## About this exercise
Please copy the fermentation passage word for word.

(Source text Opens)

The earliest record of fermentation dates back as far as 6000 B.C. in the Fertile Crescent—and nearly every civilization since has included at least one fermented food in its culinary heritage. From Korean kimchi and Indian chutneys to sauerkraut, yogurt and cheese, around the globe cultures have crafted unique flavors and traditions around fermentation to avoid spoilage in times of abundance, so it could be savoured in times of famine.

Traditional lacto-fermentation utilizes the microflora present on vegetables and a lactic acid bacteria starter culture. However, in large-scale food manufacturing practices, vegetables are washed in diluted chlorine solutions to destroy or inactivate existing microflora, and acetic acid (which, along with water, is a main component of vinegar) is used instead of lactic acid. Of the few commercially available pickles that are lacto-fermented, most are heat processed or pasteurized to create a sterile product. Others are “desalted” or rinsed, likely removing any beneficial bacteria that may have been present.

More incentive to make your own kimchi or fermented products.

(Source text Closes)
(Data for review Opens)

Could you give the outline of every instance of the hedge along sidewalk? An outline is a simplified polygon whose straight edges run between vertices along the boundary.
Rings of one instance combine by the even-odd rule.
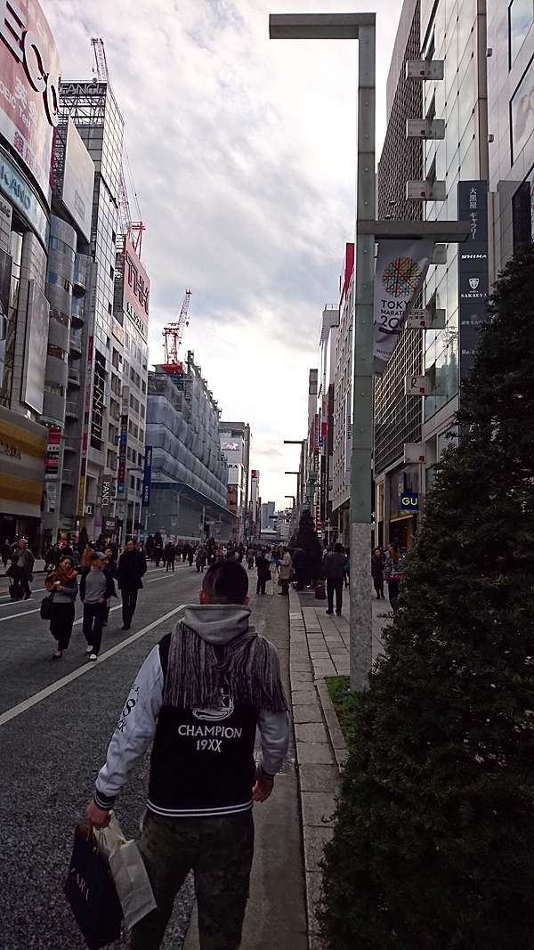
[[[348,593],[348,592],[347,592]],[[326,614],[326,601],[290,589],[290,674],[302,809],[306,906],[310,950],[322,950],[315,918],[321,884],[318,863],[332,837],[335,794],[347,743],[326,677],[350,672],[349,598],[341,617]],[[372,659],[383,652],[389,603],[372,601]]]

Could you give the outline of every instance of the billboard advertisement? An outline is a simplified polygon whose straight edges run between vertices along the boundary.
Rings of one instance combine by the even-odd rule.
[[[144,466],[143,469],[143,501],[142,507],[150,504],[150,485],[152,483],[152,446],[144,446]]]
[[[38,0],[3,0],[0,38],[0,133],[48,200],[60,70]]]
[[[143,340],[148,339],[150,279],[130,238],[124,238],[124,276],[120,305]]]
[[[381,240],[374,275],[373,370],[386,369],[421,290],[434,252],[431,240]]]
[[[50,305],[34,280],[29,281],[26,340],[24,344],[24,370],[21,402],[38,412],[43,411],[45,392],[45,365],[48,346]]]
[[[62,200],[84,238],[91,239],[95,166],[70,116],[67,126]]]
[[[487,271],[487,181],[458,182],[458,220],[469,222],[469,236],[458,247],[460,379],[468,376],[486,320]]]

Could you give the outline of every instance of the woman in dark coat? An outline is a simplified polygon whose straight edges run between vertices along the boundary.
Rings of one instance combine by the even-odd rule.
[[[74,623],[74,601],[78,594],[78,580],[72,558],[63,558],[57,569],[45,580],[47,590],[53,592],[50,605],[50,634],[57,640],[57,650],[52,659],[61,659],[63,651],[70,642]]]
[[[374,584],[374,590],[376,591],[376,599],[384,600],[384,563],[385,563],[384,552],[381,547],[375,547],[374,551],[371,556],[371,574],[372,576],[372,583]]]

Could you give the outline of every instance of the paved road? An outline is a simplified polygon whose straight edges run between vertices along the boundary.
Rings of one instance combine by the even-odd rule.
[[[81,624],[74,627],[64,659],[51,661],[54,641],[39,617],[38,590],[32,600],[14,606],[0,599],[1,950],[85,947],[62,893],[73,828],[137,670],[174,622],[160,619],[196,600],[198,589],[199,576],[188,565],[178,567],[174,577],[149,571],[132,629],[120,631],[121,611],[115,610],[96,664],[86,662]],[[130,642],[131,635],[151,624],[156,625]],[[120,644],[124,649],[106,657]],[[50,695],[21,707],[54,685],[60,688]],[[121,795],[117,813],[128,835],[135,833],[144,808],[146,773],[147,757]],[[188,886],[177,902],[164,950],[181,946],[191,905]],[[116,950],[125,946],[125,941],[114,944]]]
[[[13,605],[0,595],[0,950],[85,947],[62,890],[73,828],[137,670],[175,622],[177,608],[197,600],[199,584],[197,571],[188,565],[178,566],[174,576],[149,570],[131,630],[121,632],[121,610],[113,610],[96,664],[86,662],[80,623],[64,659],[52,662],[55,642],[39,617],[39,579],[31,600]],[[259,632],[280,649],[287,683],[287,601],[253,597],[252,607]],[[168,617],[171,612],[176,613]],[[144,808],[147,766],[148,755],[118,803],[128,836],[137,834]],[[280,950],[297,950],[305,946],[304,886],[291,763],[273,801],[261,807],[257,828],[243,947],[271,947],[276,934]],[[187,883],[162,950],[181,948],[192,904]],[[119,941],[113,950],[126,945]]]

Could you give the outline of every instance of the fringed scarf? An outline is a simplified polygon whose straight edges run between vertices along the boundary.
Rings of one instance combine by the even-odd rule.
[[[179,623],[171,636],[163,703],[217,709],[224,693],[246,706],[284,712],[288,706],[275,647],[249,627],[216,648]]]

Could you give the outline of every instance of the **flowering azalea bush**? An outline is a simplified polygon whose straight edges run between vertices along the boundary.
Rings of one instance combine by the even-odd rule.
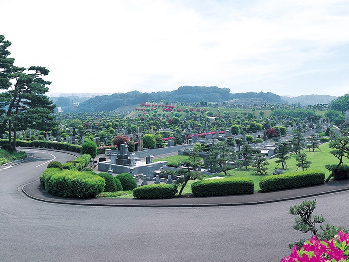
[[[280,262],[349,262],[349,233],[337,232],[330,241],[316,239],[314,235],[303,243],[300,250],[296,245],[291,255]]]

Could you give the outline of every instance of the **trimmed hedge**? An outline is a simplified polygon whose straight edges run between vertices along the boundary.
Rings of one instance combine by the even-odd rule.
[[[62,168],[63,169],[68,169],[69,170],[77,170],[78,167],[74,164],[74,163],[67,162],[62,164]]]
[[[106,149],[117,149],[118,148],[114,146],[100,146],[97,148],[97,154],[104,154]]]
[[[76,170],[52,173],[43,178],[46,191],[51,195],[65,198],[88,198],[95,197],[104,189],[104,179],[91,173]]]
[[[259,187],[262,191],[272,191],[318,185],[324,180],[323,171],[309,170],[262,177],[259,180]]]
[[[195,197],[252,194],[254,191],[253,180],[245,178],[204,180],[191,184],[191,192]]]
[[[13,147],[12,146],[12,145],[10,145],[9,144],[4,144],[2,145],[1,147],[1,149],[3,149],[4,150],[6,150],[9,153],[12,153],[13,152]]]
[[[329,171],[333,172],[332,178],[336,180],[349,179],[349,166],[348,165],[341,165],[337,167],[337,165],[326,165],[325,168]]]
[[[136,180],[133,177],[128,173],[122,173],[116,176],[116,178],[120,180],[124,190],[133,190],[133,189],[137,187]]]
[[[102,177],[105,180],[104,192],[116,192],[118,191],[116,182],[114,177],[107,173],[99,173],[97,175]]]
[[[0,145],[8,143],[8,140],[7,139],[0,139]],[[45,140],[25,141],[17,139],[16,140],[16,145],[17,146],[23,147],[50,148],[59,150],[67,150],[78,153],[80,153],[81,151],[81,146],[78,146],[63,142],[54,142]]]
[[[168,184],[146,185],[133,190],[136,198],[172,198],[178,192],[176,187]]]
[[[63,169],[62,167],[62,163],[59,161],[51,161],[48,163],[47,165],[47,168],[56,168],[59,169],[60,170]]]

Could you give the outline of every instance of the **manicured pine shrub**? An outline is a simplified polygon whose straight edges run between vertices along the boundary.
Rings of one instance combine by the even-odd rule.
[[[195,197],[252,194],[254,191],[253,180],[245,178],[204,180],[191,184],[191,192]]]
[[[177,188],[168,184],[146,185],[133,190],[136,198],[171,198],[178,192]]]
[[[122,173],[116,176],[116,178],[120,180],[124,190],[133,190],[134,188],[137,187],[135,179],[128,173]]]
[[[48,163],[47,165],[47,168],[56,168],[62,170],[63,168],[62,167],[62,163],[59,161],[51,161]]]

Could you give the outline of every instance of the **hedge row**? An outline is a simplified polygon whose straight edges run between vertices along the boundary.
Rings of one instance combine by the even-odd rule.
[[[93,172],[51,168],[46,169],[41,177],[40,182],[48,193],[65,198],[95,197],[105,186],[104,179]]]
[[[272,191],[318,185],[324,180],[323,171],[309,170],[262,177],[259,180],[259,187],[262,191]]]
[[[334,179],[342,180],[342,179],[349,179],[349,166],[348,165],[341,165],[338,167],[337,165],[326,165],[326,169],[333,172]]]
[[[178,192],[176,187],[168,184],[146,185],[133,190],[136,198],[171,198]]]
[[[106,149],[117,149],[118,148],[114,146],[99,146],[97,148],[97,154],[104,154]]]
[[[0,139],[0,145],[8,143],[8,140]],[[81,151],[81,146],[73,145],[72,144],[64,143],[62,142],[54,142],[45,140],[34,140],[31,141],[19,140],[17,139],[16,140],[16,145],[17,146],[23,147],[40,147],[42,148],[66,150],[78,153],[80,153]]]
[[[195,197],[252,194],[254,190],[253,180],[245,178],[204,180],[191,184],[191,191]]]

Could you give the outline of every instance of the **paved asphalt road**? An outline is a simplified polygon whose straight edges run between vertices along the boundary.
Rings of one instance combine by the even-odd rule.
[[[154,208],[34,200],[18,187],[38,179],[54,157],[74,157],[26,151],[34,158],[0,168],[0,262],[274,262],[289,255],[289,243],[310,236],[292,229],[287,212],[302,200]],[[315,213],[349,228],[349,197],[348,192],[318,196]]]

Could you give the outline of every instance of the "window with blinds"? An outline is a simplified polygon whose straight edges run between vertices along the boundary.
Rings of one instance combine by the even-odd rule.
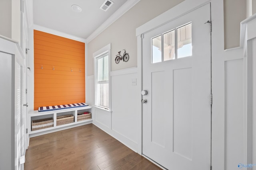
[[[108,53],[95,58],[95,106],[109,108]]]

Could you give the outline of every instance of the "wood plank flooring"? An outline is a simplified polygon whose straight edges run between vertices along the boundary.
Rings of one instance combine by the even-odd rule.
[[[24,169],[161,169],[90,124],[30,138]]]

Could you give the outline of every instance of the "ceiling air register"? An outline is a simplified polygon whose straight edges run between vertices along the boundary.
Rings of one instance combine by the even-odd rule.
[[[107,11],[113,4],[114,4],[114,2],[111,0],[106,0],[103,4],[101,5],[101,6],[100,7],[100,9],[104,11]]]

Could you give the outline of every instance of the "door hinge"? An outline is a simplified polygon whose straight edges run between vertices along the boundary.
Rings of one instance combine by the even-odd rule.
[[[29,49],[26,49],[26,54],[28,54],[28,50],[29,50]]]
[[[210,32],[212,32],[212,21],[208,20],[206,22],[204,23],[205,24],[206,23],[210,23]]]

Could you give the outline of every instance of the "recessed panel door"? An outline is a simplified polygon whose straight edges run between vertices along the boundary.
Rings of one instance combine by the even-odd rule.
[[[142,153],[168,169],[210,168],[210,8],[195,10],[142,39],[143,90],[148,92]]]

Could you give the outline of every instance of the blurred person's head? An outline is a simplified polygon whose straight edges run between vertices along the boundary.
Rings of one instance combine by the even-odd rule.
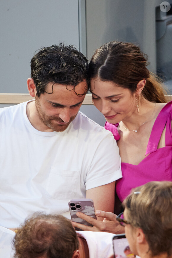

(Data for review Closes)

## Solved problem
The earliest record of fermentation dates back as far as 6000 B.C. in the Fertile Crescent—and nearly every civilization since has included at least one fermented food in its culinary heritage. From Korean kimchi and Indian chutneys to sauerkraut, yogurt and cheese, around the globe cultures have crafted unique flavors and traditions around fermentation to avoid spoilage in times of abundance, so it could be savoured in times of famine.

Traditional lacto-fermentation utilizes the microflora present on vegetables and a lactic acid bacteria starter culture. However, in large-scale food manufacturing practices, vegetables are washed in diluted chlorine solutions to destroy or inactivate existing microflora, and acetic acid (which, along with water, is a main component of vinegar) is used instead of lactic acid. Of the few commercially available pickles that are lacto-fermented, most are heat processed or pasteurized to create a sterile product. Others are “desalted” or rinsed, likely removing any beneficial bacteria that may have been present.

More incentive to make your own kimchi or fermented products.